__O que se pede__
Reescreva o trecho do documento de origem que começa nas palavras "Não se percebe" e termina depois de "turismo em Portugal?", trocando "aeroporto" por "aeródromo".

__Documento de origem__
Quando há 30 anos Michael Porter realizou o famoso estudo sobre a competitividade da nossa economia foram algumas as vozes que criticaram este processo dando nota que veio apenas mostrar o que toda a gente já sabia. Foi muito importante a mensagem resultante deste estudo e foi pena não se ter aproveitado mais do mesmo – a mensagem foi muito clara ao reforçar que temos de saber apostar nas nossas competências centrais e gerir de forma mais colaborativa o processo de criação de valor.
Naturalmente que, desde então, o mundo mudou muito, o digital e a tecnologia aceleraram os processos de mudança, mas a base mantém-se muito atual no seu conceito. Importante acima de tudo é executar e pôr as coisas a andar no terreno e nesta matéria ainda temos muito a fazer!
Não se percebe como andamos há tanto tempo a discutir este tema [novo aeroporto] e cada dia que passa a situação torna-se mais complicada
Relativamente ao setor do turismo, muito se tem falado, para além das questões relativas aos recursos humanos, da necessidade de um novo aeroporto para Portugal, a economia e o setor do turismo ser ou manter-se competitivo. É isso que falta ao setor do turismo em Portugal?

__Registos apresentados__

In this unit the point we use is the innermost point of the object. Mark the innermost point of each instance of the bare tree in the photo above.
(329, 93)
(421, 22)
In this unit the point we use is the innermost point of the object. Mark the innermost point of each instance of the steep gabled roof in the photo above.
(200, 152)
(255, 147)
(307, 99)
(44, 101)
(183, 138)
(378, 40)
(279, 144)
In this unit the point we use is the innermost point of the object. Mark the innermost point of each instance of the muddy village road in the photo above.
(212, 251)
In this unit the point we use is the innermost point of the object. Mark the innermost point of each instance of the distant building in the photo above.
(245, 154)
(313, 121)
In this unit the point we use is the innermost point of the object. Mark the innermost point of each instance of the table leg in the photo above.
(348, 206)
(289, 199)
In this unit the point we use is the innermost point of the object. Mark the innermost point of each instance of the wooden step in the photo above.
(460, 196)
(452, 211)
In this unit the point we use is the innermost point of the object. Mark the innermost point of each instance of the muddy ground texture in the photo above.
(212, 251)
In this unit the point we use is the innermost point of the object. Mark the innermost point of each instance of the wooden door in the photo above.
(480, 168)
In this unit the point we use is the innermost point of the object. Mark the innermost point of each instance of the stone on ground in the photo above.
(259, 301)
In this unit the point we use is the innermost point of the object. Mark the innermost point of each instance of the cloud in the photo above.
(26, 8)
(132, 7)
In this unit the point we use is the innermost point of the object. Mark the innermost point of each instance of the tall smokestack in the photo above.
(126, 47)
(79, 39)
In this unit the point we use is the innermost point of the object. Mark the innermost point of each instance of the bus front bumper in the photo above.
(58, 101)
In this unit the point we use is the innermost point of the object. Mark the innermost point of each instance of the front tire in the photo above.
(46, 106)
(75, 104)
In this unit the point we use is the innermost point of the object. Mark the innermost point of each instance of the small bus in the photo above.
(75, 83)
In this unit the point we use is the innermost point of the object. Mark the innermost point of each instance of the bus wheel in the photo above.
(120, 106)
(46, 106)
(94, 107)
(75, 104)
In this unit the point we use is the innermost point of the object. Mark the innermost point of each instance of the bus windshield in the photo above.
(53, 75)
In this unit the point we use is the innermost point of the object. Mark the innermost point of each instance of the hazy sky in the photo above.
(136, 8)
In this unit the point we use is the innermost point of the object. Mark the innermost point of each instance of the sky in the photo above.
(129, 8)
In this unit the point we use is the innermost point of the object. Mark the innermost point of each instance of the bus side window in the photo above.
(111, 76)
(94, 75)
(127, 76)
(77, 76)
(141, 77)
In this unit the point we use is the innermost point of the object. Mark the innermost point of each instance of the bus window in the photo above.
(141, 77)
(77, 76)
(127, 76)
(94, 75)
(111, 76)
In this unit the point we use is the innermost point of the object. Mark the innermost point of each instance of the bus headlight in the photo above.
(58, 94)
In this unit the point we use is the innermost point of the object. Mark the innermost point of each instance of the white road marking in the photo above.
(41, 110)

__Resultado do exercício__
Não se percebe como andamos há tanto tempo a discutir este tema [novo aeródromo] e cada dia que passa a situação torna-se mais complicada
Relativamente ao setor do turismo, muito se tem falado, para além das questões relativas aos recursos humanos, da necessidade de um novo aeródromo para Portugal, a economia e o setor do turismo ser ou manter-se competitivo. É isso que falta ao setor do turismo em Portugal?